§ Requirement:
List each line of the items below that contains the string "calculator", copying every matching line in full. Matching is case-sensitive.

§ Record extracts:
********

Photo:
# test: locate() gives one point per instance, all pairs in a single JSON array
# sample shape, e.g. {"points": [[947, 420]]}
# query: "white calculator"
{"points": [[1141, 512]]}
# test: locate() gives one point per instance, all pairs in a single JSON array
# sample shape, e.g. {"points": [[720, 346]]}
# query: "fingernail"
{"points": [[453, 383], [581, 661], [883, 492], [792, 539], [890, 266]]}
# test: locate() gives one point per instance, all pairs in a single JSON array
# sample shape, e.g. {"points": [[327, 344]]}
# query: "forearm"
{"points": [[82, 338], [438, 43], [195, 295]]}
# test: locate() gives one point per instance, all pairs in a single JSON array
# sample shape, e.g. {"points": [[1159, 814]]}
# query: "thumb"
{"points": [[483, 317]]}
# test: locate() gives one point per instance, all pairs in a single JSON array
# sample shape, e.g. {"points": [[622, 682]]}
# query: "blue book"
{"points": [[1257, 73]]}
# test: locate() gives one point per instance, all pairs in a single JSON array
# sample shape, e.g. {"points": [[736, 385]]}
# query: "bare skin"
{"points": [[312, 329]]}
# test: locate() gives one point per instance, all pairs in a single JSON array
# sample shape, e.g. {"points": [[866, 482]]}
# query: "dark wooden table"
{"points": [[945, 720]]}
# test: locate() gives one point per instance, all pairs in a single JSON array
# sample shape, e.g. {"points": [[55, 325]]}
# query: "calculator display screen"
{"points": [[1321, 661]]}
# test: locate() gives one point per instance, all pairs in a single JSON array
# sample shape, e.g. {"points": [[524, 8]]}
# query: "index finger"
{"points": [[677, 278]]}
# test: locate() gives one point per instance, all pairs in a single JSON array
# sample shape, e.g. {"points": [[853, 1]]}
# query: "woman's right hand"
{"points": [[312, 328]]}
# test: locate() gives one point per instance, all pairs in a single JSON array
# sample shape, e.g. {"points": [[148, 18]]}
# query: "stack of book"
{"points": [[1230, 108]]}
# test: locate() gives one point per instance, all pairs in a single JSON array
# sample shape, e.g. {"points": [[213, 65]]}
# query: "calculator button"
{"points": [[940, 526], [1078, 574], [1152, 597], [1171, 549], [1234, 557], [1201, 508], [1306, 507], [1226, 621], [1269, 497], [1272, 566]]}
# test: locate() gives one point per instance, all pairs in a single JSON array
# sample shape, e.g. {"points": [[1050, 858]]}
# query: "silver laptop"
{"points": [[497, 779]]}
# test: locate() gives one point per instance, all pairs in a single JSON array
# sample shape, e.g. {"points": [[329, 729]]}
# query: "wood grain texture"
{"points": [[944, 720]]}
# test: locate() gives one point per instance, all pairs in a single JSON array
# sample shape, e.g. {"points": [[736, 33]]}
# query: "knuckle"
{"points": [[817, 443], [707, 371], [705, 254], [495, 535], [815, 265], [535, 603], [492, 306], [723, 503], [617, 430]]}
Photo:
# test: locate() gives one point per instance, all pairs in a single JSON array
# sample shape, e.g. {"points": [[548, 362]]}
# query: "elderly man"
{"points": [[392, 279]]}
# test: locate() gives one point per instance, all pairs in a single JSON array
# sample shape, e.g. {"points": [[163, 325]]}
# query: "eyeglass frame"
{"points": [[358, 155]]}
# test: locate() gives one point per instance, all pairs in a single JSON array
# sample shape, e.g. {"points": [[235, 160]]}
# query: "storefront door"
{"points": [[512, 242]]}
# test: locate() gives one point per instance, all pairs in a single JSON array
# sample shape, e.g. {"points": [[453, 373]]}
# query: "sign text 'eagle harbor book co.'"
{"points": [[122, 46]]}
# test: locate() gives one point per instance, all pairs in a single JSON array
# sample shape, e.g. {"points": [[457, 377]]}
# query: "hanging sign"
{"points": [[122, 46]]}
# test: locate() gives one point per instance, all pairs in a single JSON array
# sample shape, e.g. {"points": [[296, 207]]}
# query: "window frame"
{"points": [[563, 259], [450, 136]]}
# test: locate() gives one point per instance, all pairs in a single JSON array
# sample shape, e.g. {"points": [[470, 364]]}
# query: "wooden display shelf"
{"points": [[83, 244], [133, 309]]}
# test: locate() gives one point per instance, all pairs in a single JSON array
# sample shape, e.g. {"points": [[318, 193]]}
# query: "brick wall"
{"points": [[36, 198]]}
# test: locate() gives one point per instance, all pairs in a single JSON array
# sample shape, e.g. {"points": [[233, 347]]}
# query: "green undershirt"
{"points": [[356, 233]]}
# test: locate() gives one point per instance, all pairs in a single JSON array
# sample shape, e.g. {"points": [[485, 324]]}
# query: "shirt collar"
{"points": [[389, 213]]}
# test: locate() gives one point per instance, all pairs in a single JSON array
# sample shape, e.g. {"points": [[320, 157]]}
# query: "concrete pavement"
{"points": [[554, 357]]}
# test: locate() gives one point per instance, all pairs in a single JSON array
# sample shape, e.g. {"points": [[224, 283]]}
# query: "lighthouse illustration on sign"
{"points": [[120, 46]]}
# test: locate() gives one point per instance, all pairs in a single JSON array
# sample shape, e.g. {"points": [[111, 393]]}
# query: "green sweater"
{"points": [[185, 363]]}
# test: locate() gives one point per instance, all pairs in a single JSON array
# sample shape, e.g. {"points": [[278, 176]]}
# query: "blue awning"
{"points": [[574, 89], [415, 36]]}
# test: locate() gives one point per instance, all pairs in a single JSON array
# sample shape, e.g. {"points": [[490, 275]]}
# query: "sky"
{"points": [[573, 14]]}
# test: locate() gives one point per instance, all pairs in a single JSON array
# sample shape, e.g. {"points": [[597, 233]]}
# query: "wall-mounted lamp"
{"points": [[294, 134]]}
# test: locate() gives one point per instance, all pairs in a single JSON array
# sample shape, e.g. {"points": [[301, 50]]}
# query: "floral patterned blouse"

********

§ Problem solution:
# query: "white calculator"
# query: "calculator display screen"
# query: "calculator button"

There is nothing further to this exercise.